Goal of the exercise:
Produce the listing below again, exactly as shown.

[START OF Data extract]

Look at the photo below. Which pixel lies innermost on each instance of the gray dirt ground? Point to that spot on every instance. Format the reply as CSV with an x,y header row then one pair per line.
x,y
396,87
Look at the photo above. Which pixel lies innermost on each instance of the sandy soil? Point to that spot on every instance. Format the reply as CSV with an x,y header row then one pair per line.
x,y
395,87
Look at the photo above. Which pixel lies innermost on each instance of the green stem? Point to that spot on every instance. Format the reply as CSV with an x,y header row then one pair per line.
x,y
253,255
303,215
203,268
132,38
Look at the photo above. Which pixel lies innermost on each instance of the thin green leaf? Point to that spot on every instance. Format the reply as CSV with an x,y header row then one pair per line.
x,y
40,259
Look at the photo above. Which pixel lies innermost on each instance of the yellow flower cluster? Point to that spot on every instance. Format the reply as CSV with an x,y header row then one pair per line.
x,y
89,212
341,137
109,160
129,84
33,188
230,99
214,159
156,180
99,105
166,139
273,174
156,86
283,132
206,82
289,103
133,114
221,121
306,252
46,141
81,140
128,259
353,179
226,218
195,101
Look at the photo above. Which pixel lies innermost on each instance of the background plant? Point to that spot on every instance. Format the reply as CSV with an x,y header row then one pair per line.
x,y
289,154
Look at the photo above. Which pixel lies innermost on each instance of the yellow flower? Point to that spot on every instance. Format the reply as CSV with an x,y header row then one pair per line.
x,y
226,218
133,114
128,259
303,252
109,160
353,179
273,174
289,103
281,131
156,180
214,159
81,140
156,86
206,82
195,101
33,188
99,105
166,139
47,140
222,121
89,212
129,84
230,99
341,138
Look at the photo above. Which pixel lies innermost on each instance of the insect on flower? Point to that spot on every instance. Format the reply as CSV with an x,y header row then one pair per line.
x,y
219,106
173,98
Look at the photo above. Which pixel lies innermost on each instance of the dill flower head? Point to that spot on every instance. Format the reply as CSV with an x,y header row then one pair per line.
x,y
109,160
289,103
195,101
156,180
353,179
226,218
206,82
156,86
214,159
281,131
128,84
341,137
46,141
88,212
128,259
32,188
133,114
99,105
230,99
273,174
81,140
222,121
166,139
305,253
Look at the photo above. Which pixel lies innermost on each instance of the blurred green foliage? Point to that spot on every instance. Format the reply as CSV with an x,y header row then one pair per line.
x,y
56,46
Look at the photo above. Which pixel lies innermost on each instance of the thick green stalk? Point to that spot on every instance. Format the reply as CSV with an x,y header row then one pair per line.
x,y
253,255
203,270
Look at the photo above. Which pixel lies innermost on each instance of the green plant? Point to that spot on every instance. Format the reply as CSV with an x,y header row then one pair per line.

[END OF Data extract]

Result of the exercise:
Look at the photo below. Which pixel lies innermost on each instance of the gray dirt ground? Point to that spot on every instance. Format the reply as CSV with an x,y header row then one pair per line.
x,y
396,87
Look at the photo above. Which pixel lies innermost on each instance of the sandy soil? Point to that spot on every instance. Format the reply as CSV with an x,y header row then one pair per line.
x,y
395,87
Look at the photo above. Which pixel lies innermost on each instance of the green stem? Point to that spot on every instance. Format the reply as CSV with an x,y header row then one pair per line.
x,y
253,255
303,215
203,268
132,38
Look at the photo above. Which pixel lies innermost on each instance of the thin green leaf? Point to that spot on every instance. Format the reply as CSV with an x,y header row then one pair per line.
x,y
40,259
Look at the photo above. Which pixel lies innermost on each instance of the yellow flower cluster? Point to that spot on every instance. Format the reply as CSV with an x,y header row then one pair per line.
x,y
89,212
341,137
109,160
129,84
33,188
230,99
214,159
156,180
99,105
166,139
273,174
156,86
283,132
206,82
289,103
133,114
221,121
306,252
46,141
81,140
128,259
353,179
226,218
195,101
Look at the photo above. Which pixel lies innermost on each instance of the background plant? Point to that spot on every instance. Format the reply as CSV with an x,y header row then one pair per line.
x,y
289,154
Look at the photo above. Which pixel lies innermost on each instance of the yellow flower? Point to that spot on every instance. Format the reply as CSV with an x,y header row then one pair per line.
x,y
226,218
133,114
128,259
303,252
109,160
353,179
273,174
289,103
281,131
156,180
214,159
81,140
156,86
206,82
195,101
33,188
99,105
166,139
47,140
222,121
89,212
129,84
230,99
341,138
Look at the photo above. Which pixel lies innermost on each instance of the insect on flower? Point to that spot on every instance. Format the reply as CSV with an x,y header row then one pair per line.
x,y
219,106
173,98
Look at the photo above. Which pixel lies innermost on each instance of the dill flower head? Point to that spot on every instance. Format the reply as CSV with an x,y header row then one pair per line.
x,y
109,160
289,103
195,101
156,180
353,179
226,218
206,82
156,86
214,159
281,131
128,84
341,137
46,141
88,212
128,259
32,188
133,114
99,105
230,99
273,174
81,140
222,121
166,139
305,253
Look at the photo above. Which pixel lies innermost on each instance of the blurred green foliage? Point to that spot on every instance. Format the reply as CSV with an x,y header row then one pair per line.
x,y
56,46
Look at the photo above. Which pixel lies innermost on each instance of the thick green stalk? Point to that spot on every instance. Format the reply as CSV with an x,y header row then one pair per line.
x,y
253,255
203,270
Look at the photo above. Which pixel lies innermost on each instance of the green plant? Point to that spot on every instance. Format the reply as CSV with an x,y header row then one pair per line.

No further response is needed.